(Rows from a pointing dataset)
◇ ◇ ◇ ◇ ◇
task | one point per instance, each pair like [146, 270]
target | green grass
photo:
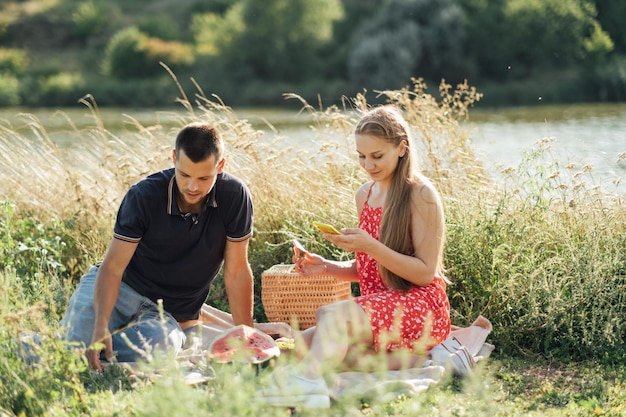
[541, 253]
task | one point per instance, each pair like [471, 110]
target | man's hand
[101, 340]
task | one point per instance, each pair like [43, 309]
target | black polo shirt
[178, 256]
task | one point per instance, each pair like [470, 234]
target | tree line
[250, 52]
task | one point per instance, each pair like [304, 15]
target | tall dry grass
[540, 253]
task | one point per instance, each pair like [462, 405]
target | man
[174, 230]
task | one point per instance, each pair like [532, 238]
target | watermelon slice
[243, 343]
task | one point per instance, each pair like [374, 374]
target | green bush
[13, 61]
[133, 54]
[9, 90]
[89, 19]
[65, 89]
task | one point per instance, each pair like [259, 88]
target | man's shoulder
[156, 180]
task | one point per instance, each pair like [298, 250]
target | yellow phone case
[326, 228]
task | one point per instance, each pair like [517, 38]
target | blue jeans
[134, 315]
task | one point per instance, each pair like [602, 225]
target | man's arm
[239, 282]
[106, 291]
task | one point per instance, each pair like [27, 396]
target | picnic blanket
[457, 355]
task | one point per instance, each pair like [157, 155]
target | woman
[398, 263]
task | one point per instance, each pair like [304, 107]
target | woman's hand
[352, 240]
[307, 263]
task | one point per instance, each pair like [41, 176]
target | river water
[593, 134]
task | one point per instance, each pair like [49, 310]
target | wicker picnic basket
[289, 297]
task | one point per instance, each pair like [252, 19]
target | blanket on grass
◇ ◇ ◇ ◇ ◇
Repeat only the lines from the one holding "task | one point per instance, each pair like [471, 110]" through the last line of the data.

RESPONSE FOR THIS EXERCISE
task | one point per instance, each pair like [471, 110]
target | man's hand
[101, 340]
task | one point per instance, each pair like [43, 309]
target | black polo shirt
[178, 256]
task | one point per instance, each pair like [470, 234]
target | tree line
[250, 52]
task | one point per instance, each pair like [304, 15]
target | tall dry grass
[540, 253]
task | one point per instance, each pair like [462, 405]
target | man
[174, 230]
task | one point per instance, each pair like [532, 238]
target | watermelon slice
[243, 343]
task | one point per instance, each pair like [374, 374]
target | green bush
[13, 61]
[133, 54]
[9, 90]
[89, 19]
[65, 89]
task | one point per instance, each pair like [259, 88]
target | man's shoulder
[156, 180]
task | one point per instance, each pair like [298, 250]
target | yellow phone case
[326, 228]
task | one point per instance, each pair like [517, 38]
target | blue jeans
[134, 315]
task | one point per instance, each pair like [602, 225]
target | man's arm
[239, 282]
[106, 291]
task | one point per instance, each pair like [27, 396]
target | picnic blanket
[457, 355]
task | one point per instance, each pair like [157, 155]
target | woman
[398, 263]
task | one point per instance, each pair like [304, 107]
target | woman's hand
[352, 240]
[307, 263]
task | one point per instance, each pair like [41, 176]
target | river water
[593, 134]
task | one point per instance, each pair like [49, 310]
target | wicker picnic basket
[289, 297]
task | one point per instance, each pair like [252, 19]
target | blanket on grass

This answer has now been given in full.